%%

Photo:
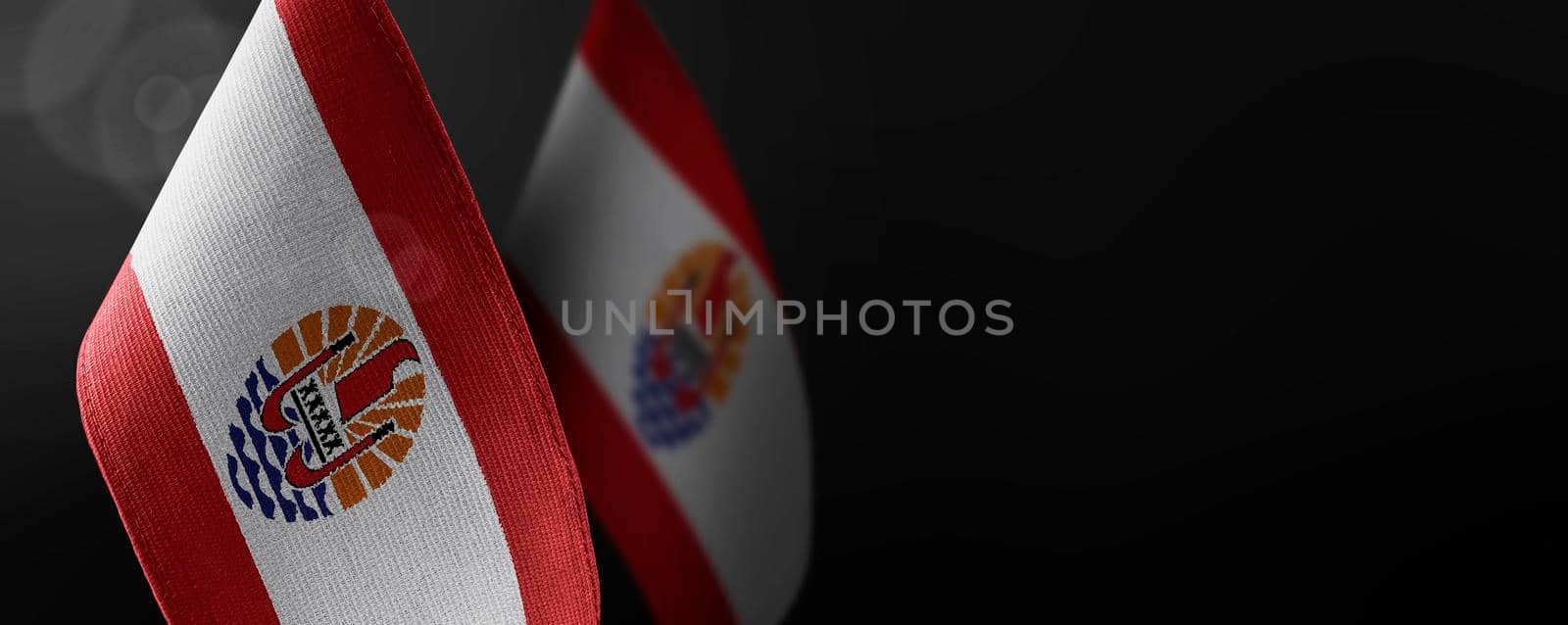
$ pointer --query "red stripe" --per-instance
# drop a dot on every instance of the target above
(413, 188)
(635, 70)
(159, 472)
(626, 491)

%%

Render every line of the records above as a numbered list, skipping blank lines and leaving out the pictures.

1. Photo:
2. $ pointer --query "red stripe" --per-instance
3. # drop a dot on every instance of the target above
4. (413, 188)
5. (635, 70)
6. (159, 472)
7. (626, 491)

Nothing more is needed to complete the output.